# what is best rest to shoot small diameter arrow



## 12sonly (Jan 6, 2007)

Shooting x impacts need to get vane clearance. Any suggestions?


----------



## Sasquech (Dec 15, 2014)

Hamskea drop away absolutely love it.


----------



## JawsDad (Dec 28, 2005)

Trophy Taker - Baldur Blade. Great combo.








http://www.lancasterarchery.com/trophy-taker-spring-steel-pro-rest-with-baldur-s-blade.html


----------



## wv hoyt man (Feb 17, 2012)

My vote would go to the Hamskea rest.


----------



## jdcamo (Sep 18, 2006)

Hamskea rocks


----------



## wolf44 (Mar 31, 2009)

hamskea


----------



## Brad Rega (Oct 31, 2002)

Brite site pro tuner. Just get the narrowest blade. Don't worry so much about vane clearance.


----------



## kballer1 (Aug 31, 2010)

» REQUIREMENTS
**a)** Which usernames head the posts in the arrow rest thread?
**b)** Could you carry on the arrow rest thread from the point where it stops?
The rows come from a separate source.

» DATA EXTRACT
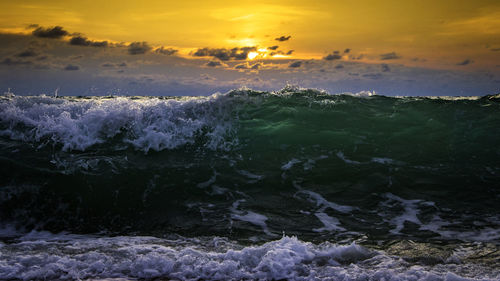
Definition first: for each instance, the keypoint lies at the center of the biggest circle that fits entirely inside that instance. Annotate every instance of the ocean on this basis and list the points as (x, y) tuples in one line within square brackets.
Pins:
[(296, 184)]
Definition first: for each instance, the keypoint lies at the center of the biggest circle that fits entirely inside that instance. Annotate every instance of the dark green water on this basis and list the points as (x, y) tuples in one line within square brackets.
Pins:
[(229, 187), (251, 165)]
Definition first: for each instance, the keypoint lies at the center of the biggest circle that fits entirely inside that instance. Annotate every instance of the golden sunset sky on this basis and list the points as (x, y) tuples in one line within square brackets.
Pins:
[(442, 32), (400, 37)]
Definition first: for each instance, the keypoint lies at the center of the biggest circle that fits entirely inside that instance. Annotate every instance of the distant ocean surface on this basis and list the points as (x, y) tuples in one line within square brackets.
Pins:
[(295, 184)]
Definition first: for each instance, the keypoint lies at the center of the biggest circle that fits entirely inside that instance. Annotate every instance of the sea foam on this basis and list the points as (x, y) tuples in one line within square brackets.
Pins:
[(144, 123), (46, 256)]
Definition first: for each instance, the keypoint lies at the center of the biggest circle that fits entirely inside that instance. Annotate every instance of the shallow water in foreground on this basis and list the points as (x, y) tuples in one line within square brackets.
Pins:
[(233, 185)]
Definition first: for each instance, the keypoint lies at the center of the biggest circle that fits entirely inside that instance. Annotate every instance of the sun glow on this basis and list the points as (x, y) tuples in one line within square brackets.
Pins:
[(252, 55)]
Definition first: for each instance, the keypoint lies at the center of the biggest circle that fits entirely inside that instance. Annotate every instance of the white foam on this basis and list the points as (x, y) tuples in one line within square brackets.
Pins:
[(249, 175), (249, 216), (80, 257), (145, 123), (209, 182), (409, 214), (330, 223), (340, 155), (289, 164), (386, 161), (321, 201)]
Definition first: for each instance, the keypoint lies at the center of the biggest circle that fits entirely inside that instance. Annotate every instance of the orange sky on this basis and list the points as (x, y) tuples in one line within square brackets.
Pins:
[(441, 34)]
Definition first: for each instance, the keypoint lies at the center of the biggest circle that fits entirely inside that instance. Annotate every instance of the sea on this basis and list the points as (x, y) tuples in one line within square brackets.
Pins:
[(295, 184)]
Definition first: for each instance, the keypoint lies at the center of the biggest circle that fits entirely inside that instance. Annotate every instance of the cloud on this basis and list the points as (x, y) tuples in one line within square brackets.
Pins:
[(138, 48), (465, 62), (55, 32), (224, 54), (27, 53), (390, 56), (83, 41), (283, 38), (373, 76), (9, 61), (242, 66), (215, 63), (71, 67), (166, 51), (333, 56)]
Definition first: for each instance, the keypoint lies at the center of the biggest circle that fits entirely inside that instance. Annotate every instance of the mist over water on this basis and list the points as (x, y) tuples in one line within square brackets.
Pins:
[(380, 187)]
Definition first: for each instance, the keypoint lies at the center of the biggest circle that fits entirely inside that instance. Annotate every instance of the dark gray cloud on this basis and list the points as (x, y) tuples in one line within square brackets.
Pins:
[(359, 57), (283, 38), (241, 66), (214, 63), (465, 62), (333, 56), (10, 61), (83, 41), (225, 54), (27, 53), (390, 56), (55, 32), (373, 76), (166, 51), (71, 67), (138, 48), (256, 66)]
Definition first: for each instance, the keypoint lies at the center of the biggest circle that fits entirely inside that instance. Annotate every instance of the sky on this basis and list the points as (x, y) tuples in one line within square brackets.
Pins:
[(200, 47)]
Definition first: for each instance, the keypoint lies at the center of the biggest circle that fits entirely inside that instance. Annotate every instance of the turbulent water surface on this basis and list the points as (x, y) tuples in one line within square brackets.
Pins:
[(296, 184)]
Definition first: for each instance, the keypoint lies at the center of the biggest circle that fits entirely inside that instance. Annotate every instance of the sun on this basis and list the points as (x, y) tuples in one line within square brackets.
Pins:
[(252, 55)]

» IN RESPONSE
**a)** 12sonly, Sasquech, JawsDad, wv hoyt man, jdcamo, wolf44, Brad Rega, kballer1

**b)**
DS Advantage Blade rest with a X-Narrow Launchtec Epoxy Composite blade.


----------



## bigHUN (Feb 5, 2006)

Beiter


----------



## HoytSmoyt (May 16, 2013)

hamskea


----------



## baller (Oct 4, 2006)

Aae pro blade or freak show with Freak blade


----------



## blade37defender (Jun 8, 2005)

Another one for Hamskea


----------



## RUDEONE (Jan 4, 2011)

Any blade !!!


----------



## Praeger (Jan 7, 2011)

AAE ProBlade with Freak rest. If you have trouble keeping the arrow on the blade, it's either nock pinch or you're over-bowed.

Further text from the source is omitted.